Mobile Money

Proven systems built on mobile connectivity and increasingly flexible means of exchange provide a tipping point in the shift towards the cashless society.

The ability to replace cash with digital money transferred via mobile phone has been one of the ‘next big things’ for well over a decade now. Proponents have for years been predicting widespread use of mobile payments for a range of activities from transportation ticketing to buying a can of cola. They posited that this would all take off in the technology-savvy European markets, probably led by partnerships between banks, IT firms and mobile operators. What few recognised was that regulation and the willingness of consumers to make the shift would be such a barrier; what even fewer saw was that serving the unbanked population in Africa would be the catalyst for change. Today, with more money flowing around Africa by mobile phone, the adoption of micro-payment systems spreading globally and the associated regular coverage of the impacts in the Financial Times, Wall Street Journal and The Economist, many now believe that we really are at a point of change.
------------------------------------------------------------
• _Actions to take_:
a - Reproduce part of the mobile money text word for word, beginning at "Mobile Money" and stopping after "the cashless society.".
b - According to the mobile money text, what turned out to be the catalyst for change?
c - Carry the mobile money text forward from its last sentence.
The records come from a different source than the text above.
------------------------------------------------------------
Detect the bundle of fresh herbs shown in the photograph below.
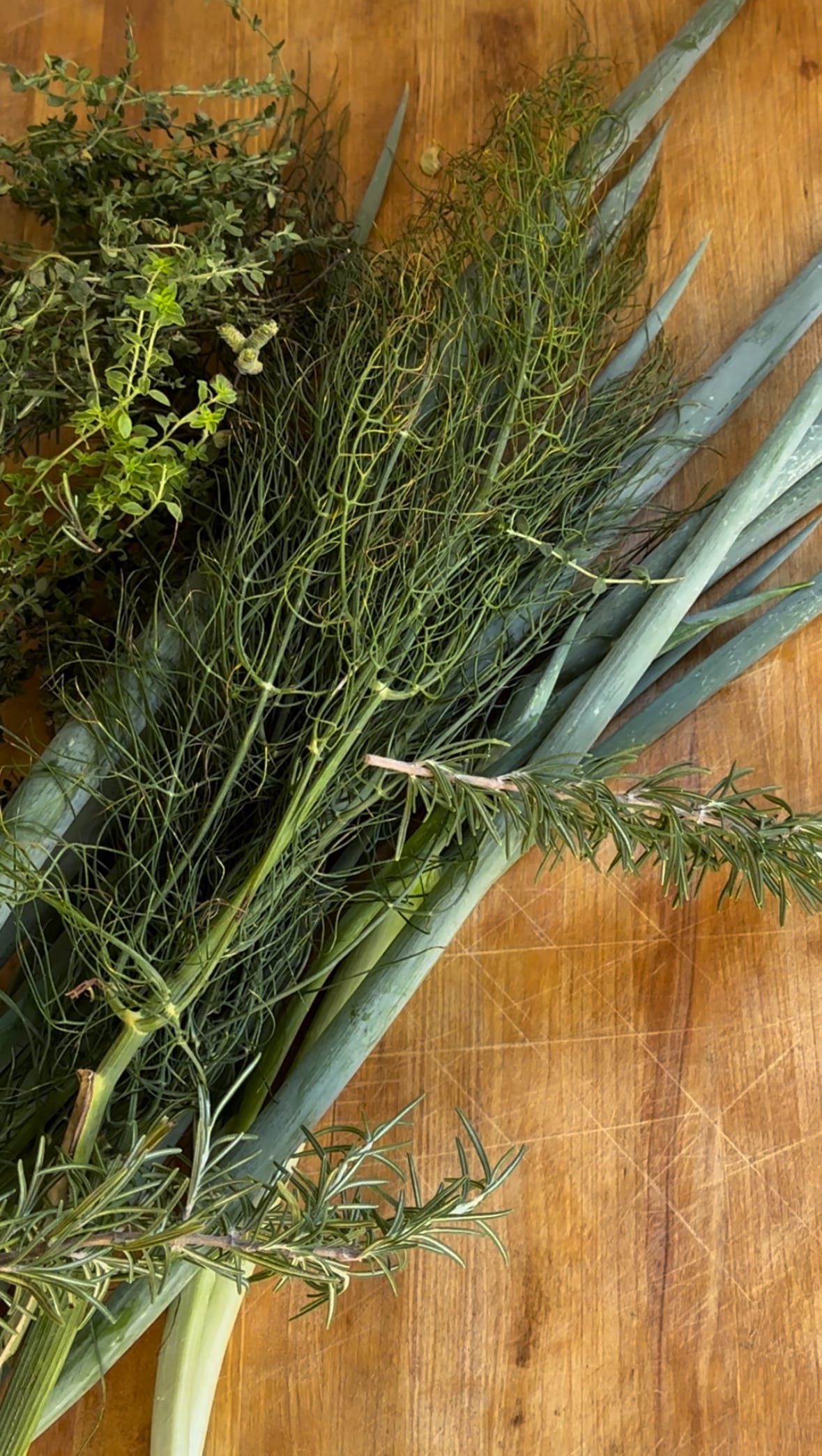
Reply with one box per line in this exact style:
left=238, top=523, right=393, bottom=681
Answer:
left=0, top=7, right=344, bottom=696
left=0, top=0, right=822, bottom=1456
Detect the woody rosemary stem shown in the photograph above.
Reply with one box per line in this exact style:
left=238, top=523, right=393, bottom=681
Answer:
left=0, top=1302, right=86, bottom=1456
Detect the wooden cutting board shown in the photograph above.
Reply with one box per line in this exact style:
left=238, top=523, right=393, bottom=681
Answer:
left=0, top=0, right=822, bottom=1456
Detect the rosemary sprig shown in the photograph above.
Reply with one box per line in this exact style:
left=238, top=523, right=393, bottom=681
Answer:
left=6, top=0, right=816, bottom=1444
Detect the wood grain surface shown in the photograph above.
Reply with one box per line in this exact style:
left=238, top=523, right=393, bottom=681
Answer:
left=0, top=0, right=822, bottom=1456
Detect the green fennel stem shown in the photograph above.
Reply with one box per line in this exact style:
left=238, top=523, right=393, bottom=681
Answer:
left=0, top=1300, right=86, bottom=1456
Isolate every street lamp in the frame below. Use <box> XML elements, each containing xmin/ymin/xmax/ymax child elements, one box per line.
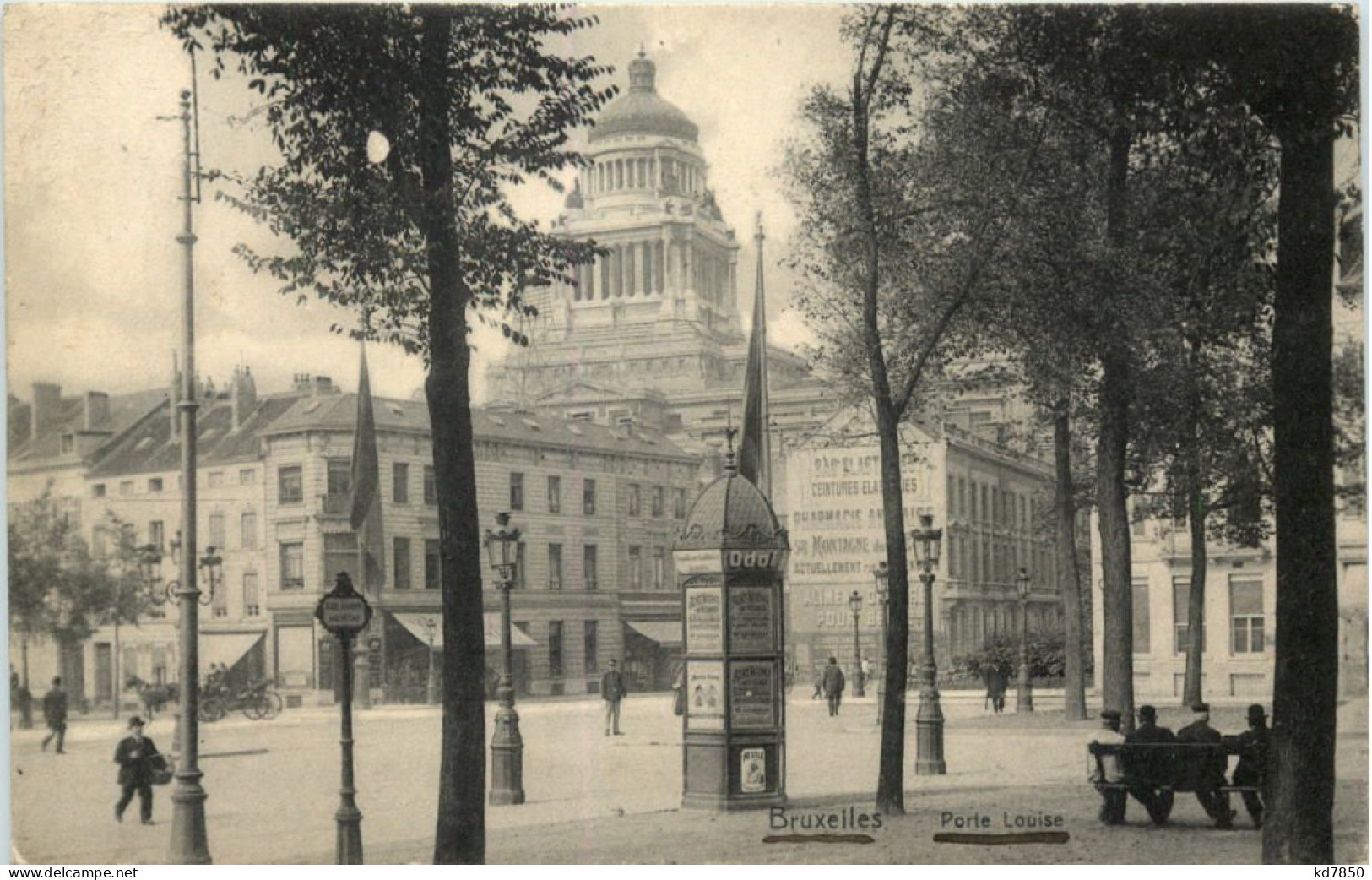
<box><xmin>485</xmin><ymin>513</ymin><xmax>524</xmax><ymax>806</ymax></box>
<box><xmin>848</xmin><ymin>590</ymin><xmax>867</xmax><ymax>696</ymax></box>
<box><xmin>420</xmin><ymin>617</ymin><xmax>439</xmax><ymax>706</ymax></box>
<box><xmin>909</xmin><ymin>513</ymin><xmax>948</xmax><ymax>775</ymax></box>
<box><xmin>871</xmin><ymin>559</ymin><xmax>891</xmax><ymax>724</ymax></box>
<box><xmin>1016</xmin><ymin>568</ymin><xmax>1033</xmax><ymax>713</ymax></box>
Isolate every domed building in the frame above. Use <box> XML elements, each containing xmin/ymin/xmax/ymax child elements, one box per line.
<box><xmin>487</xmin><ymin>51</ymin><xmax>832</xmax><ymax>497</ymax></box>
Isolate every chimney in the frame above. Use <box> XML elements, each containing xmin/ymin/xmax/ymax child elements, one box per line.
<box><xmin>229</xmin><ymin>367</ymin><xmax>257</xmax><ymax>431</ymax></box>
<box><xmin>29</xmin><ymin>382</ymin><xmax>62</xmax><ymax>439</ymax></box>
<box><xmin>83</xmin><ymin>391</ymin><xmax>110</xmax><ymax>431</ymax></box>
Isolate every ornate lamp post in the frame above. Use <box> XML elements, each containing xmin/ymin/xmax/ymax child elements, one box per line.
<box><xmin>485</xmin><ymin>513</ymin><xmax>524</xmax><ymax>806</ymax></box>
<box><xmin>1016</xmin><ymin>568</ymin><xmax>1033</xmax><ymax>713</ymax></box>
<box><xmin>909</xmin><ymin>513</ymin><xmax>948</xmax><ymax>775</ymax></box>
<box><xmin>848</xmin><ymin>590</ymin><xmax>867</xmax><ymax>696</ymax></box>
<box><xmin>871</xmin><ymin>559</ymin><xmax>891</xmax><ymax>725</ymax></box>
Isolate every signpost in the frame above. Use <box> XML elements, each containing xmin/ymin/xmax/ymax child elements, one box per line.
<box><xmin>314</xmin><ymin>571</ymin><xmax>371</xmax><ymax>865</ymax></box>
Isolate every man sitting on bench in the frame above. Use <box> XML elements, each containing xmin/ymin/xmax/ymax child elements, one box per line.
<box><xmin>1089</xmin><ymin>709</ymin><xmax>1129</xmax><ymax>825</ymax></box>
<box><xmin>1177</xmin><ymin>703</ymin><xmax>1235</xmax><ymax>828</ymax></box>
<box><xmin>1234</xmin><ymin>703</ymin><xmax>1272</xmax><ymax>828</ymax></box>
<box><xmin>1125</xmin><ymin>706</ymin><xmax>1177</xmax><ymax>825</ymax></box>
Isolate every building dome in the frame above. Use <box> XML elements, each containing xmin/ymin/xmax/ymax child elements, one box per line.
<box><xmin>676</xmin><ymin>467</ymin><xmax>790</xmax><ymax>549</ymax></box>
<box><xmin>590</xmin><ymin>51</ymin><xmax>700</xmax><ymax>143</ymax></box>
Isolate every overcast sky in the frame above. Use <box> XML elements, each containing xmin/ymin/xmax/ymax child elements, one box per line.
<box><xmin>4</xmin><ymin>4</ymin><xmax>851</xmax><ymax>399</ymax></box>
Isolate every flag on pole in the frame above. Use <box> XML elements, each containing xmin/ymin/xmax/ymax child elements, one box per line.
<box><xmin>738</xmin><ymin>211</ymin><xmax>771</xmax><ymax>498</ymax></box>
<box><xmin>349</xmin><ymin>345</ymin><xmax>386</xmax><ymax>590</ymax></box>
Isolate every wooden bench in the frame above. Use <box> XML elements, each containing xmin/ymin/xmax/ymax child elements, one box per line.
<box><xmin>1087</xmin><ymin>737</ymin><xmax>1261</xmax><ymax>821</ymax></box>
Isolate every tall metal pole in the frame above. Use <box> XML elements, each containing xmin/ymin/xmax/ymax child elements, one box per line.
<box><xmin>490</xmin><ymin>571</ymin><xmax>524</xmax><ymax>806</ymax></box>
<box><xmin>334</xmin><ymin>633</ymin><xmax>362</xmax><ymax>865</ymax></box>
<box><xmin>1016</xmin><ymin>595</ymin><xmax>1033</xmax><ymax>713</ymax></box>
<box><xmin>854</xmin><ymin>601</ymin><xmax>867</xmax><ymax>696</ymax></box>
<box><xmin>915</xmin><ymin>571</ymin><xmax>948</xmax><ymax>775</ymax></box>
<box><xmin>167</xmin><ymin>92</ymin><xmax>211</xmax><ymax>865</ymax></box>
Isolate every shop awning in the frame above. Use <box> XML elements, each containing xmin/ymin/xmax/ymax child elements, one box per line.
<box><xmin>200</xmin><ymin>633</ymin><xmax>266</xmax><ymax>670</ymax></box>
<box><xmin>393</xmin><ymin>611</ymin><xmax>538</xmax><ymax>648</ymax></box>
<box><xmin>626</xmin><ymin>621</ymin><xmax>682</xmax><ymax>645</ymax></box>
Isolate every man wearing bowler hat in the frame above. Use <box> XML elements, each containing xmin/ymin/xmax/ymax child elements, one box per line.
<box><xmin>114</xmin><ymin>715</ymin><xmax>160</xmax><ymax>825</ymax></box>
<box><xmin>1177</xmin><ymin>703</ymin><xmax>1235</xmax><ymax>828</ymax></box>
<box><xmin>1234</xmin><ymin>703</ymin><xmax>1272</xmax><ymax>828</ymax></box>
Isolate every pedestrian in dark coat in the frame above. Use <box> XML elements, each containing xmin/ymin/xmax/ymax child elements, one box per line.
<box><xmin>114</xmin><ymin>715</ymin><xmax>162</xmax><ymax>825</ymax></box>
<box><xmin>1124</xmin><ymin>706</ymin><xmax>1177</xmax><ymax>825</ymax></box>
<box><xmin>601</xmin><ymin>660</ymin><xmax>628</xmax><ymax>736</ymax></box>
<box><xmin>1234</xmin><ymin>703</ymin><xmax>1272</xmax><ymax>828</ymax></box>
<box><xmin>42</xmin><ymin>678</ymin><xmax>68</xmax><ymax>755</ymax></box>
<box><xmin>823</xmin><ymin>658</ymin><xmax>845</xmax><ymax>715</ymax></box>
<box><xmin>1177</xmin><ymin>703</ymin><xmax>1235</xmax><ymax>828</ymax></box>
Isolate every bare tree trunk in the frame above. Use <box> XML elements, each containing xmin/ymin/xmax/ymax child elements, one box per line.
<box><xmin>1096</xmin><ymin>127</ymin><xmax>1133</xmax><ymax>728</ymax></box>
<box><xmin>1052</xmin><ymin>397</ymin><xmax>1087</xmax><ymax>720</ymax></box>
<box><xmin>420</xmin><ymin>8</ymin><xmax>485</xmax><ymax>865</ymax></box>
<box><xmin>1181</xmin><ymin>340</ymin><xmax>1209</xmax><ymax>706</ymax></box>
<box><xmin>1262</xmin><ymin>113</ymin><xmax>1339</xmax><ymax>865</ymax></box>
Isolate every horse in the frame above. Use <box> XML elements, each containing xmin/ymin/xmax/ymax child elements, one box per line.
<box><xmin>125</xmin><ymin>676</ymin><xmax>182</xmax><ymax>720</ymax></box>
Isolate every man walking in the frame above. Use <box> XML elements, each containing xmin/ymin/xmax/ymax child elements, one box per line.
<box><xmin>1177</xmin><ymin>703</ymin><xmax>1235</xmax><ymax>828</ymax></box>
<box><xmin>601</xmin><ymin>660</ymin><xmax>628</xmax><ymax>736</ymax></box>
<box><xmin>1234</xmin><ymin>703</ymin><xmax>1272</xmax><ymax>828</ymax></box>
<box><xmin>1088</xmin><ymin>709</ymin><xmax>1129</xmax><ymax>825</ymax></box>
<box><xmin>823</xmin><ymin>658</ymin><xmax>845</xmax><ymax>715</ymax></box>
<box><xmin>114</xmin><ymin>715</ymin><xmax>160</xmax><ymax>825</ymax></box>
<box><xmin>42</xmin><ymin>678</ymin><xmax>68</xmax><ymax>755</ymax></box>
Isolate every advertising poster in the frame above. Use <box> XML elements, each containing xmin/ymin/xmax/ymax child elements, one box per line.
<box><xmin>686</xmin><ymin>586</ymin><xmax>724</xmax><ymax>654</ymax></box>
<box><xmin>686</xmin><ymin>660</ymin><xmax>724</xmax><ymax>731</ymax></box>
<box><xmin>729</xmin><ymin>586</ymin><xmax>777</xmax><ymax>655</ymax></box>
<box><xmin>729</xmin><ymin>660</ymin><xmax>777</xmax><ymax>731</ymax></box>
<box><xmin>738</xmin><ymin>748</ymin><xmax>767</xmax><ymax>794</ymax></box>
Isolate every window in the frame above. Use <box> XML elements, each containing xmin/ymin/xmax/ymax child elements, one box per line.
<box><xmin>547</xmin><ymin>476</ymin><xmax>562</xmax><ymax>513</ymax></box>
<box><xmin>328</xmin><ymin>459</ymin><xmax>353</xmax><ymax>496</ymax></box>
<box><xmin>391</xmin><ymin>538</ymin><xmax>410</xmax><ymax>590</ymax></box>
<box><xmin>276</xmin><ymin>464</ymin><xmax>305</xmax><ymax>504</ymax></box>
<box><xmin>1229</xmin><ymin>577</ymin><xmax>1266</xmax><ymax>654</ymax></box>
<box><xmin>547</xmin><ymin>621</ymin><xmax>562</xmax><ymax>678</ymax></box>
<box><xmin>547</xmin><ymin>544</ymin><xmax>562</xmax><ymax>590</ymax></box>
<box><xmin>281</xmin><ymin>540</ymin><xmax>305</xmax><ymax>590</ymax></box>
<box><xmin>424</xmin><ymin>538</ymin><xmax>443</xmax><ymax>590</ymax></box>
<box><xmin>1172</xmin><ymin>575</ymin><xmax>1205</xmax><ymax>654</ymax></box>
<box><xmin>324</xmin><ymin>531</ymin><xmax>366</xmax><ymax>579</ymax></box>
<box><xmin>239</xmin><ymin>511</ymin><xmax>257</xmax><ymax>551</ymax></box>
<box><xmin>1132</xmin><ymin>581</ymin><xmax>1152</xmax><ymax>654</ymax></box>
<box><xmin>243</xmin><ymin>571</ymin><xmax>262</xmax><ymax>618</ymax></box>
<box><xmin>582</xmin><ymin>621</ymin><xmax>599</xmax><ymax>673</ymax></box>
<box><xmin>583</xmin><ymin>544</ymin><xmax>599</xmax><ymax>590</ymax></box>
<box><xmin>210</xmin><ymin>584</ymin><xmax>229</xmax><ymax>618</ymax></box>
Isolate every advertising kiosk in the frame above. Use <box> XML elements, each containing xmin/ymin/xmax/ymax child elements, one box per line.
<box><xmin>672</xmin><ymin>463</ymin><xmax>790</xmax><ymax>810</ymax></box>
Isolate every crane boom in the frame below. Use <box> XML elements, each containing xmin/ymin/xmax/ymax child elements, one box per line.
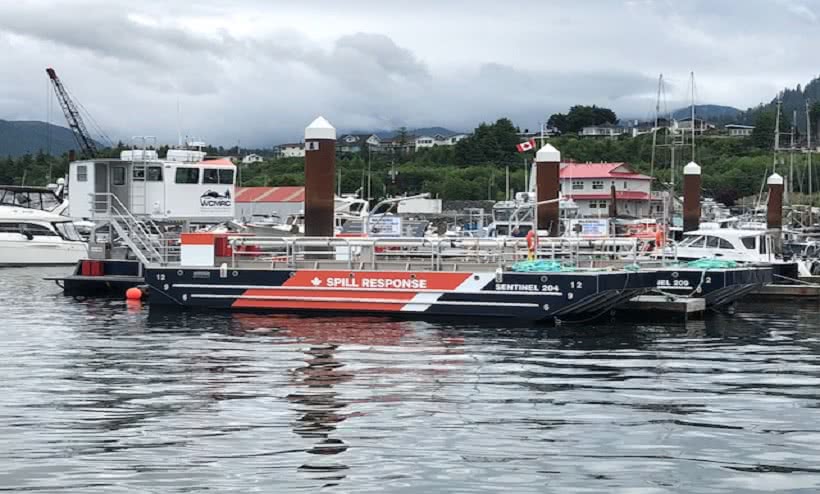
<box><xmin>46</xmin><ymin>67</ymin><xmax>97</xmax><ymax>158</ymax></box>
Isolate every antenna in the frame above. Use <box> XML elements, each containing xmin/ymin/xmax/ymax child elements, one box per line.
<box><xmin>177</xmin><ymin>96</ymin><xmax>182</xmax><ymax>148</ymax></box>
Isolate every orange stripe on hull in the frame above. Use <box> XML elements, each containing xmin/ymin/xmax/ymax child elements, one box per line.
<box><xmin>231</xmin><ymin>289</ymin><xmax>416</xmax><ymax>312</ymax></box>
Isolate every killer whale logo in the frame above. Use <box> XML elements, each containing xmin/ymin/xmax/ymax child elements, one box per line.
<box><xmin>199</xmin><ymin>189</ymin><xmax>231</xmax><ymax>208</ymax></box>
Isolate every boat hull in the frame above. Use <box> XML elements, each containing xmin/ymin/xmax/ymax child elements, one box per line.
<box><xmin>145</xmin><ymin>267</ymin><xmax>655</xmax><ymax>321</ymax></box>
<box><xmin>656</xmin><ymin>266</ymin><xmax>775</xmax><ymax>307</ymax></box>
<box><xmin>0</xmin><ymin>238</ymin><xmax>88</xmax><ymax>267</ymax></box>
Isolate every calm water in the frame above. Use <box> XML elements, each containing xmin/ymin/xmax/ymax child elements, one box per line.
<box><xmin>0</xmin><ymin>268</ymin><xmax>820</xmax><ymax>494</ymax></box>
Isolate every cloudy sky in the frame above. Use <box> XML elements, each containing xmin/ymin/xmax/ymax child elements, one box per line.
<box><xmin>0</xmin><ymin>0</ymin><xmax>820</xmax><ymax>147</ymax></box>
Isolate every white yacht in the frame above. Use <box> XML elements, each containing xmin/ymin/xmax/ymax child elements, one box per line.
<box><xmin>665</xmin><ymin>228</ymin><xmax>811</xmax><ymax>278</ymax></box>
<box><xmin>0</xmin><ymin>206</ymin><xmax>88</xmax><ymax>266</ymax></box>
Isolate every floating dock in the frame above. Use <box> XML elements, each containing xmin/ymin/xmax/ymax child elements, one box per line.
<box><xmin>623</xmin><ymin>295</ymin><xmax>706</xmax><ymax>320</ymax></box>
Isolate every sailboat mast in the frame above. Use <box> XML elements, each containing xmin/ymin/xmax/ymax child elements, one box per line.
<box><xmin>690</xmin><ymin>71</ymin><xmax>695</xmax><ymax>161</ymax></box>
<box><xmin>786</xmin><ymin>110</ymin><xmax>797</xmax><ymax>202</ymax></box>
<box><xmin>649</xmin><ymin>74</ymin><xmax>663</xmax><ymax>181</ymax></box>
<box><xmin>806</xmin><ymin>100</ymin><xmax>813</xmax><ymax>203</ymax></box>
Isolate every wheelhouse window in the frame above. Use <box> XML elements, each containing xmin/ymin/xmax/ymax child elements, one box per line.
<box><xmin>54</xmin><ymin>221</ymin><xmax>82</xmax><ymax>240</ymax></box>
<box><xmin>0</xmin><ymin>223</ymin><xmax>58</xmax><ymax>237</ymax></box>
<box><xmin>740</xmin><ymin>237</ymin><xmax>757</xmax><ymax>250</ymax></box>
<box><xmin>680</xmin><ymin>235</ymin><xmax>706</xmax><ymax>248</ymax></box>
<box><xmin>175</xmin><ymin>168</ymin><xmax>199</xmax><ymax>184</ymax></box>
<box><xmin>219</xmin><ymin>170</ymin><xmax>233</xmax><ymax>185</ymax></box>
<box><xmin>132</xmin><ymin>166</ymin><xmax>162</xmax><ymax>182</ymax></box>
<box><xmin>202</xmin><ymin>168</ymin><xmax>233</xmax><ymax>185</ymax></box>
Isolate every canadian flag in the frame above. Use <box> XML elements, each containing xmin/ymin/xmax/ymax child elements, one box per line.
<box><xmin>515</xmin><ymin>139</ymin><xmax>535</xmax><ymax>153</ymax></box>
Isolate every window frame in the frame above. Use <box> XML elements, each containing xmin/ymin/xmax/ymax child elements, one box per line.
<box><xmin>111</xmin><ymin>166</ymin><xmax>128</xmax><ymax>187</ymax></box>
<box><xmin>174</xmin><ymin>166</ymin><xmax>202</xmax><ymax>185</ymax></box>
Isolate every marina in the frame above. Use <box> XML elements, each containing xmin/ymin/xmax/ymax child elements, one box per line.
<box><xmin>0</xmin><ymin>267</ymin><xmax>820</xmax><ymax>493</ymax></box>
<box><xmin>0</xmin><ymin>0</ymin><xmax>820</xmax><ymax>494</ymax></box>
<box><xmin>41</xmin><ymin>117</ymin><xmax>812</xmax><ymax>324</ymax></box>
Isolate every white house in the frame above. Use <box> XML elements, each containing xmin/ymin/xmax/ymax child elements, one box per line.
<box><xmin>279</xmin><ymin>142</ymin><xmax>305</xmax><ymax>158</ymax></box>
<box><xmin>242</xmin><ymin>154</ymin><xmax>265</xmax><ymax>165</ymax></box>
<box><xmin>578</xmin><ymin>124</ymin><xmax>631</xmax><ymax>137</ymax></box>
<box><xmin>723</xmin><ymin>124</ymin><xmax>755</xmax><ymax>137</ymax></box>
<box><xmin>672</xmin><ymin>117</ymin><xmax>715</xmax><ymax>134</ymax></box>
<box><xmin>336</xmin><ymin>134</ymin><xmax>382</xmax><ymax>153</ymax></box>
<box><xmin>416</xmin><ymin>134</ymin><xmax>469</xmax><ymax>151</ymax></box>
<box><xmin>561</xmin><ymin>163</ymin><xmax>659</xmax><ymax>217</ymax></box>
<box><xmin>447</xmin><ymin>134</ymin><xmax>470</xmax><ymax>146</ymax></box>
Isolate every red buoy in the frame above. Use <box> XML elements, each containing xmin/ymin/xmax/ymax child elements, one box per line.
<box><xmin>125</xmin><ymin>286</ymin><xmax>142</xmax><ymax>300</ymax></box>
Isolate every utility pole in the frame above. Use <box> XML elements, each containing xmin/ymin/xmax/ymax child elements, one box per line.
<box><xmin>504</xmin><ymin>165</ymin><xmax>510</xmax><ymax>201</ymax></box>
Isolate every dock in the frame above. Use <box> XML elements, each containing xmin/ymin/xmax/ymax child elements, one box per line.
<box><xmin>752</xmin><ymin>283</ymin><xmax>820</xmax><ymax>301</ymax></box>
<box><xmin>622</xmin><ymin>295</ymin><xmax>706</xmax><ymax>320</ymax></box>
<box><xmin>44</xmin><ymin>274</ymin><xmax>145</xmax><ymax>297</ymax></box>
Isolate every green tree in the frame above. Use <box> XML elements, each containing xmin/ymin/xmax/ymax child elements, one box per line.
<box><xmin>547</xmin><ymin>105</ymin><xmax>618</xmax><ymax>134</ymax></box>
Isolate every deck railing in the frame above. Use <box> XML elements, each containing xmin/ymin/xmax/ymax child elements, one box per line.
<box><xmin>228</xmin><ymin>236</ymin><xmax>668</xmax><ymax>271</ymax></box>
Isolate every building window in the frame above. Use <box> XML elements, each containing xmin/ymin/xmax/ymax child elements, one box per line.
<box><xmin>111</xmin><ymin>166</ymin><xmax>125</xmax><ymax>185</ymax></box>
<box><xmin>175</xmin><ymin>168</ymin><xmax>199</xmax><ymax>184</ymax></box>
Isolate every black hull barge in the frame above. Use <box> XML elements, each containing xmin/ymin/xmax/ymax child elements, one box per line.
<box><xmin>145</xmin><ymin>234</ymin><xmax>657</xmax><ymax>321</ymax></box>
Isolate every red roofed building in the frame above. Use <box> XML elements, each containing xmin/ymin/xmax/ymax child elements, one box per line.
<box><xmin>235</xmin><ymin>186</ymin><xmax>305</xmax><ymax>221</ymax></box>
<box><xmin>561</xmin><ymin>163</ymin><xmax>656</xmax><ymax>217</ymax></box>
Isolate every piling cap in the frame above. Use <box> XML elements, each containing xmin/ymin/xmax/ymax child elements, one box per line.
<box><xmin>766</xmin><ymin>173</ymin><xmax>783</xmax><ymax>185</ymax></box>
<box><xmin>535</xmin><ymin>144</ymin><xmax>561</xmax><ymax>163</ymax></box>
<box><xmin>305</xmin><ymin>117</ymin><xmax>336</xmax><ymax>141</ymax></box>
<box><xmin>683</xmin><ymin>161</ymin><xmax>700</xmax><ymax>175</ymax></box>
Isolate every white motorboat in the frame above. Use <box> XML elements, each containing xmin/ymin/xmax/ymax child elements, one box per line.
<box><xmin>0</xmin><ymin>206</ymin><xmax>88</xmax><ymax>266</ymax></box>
------------------------------------------------------------
• _Response list_:
a -
Mobile Money

Proven systems built on mobile connectivity and increasingly flexible means of exchange provide a tipping point in the shift towards the cashless society.

b - Serving the unbanked population in Africa.

c -
The principle has been proved that innovation often occurs where the need for change is greatest. Look to Africa, where there are few banks, poor physical infrastructures and a rural population often dependent on remittances from the city. It is here that technology can really demonstrate value by offering a secure, efficient alternative to cash transactions. Such has been the success of products like M-PESA in Kenya that we are at a point where, looking forward to 2020, many experts, as well as the key players such as banks, governments and retailers, can see a world, particularly in emerging economies, where the majority of cash transactions have been replaced by digital ones – and where most of these will be made by our phones. Twenty years after the invention of the Mondex electronic cash card system at the NatWest bank in the UK, the reality has come to life on the rugged landscape of the African bush.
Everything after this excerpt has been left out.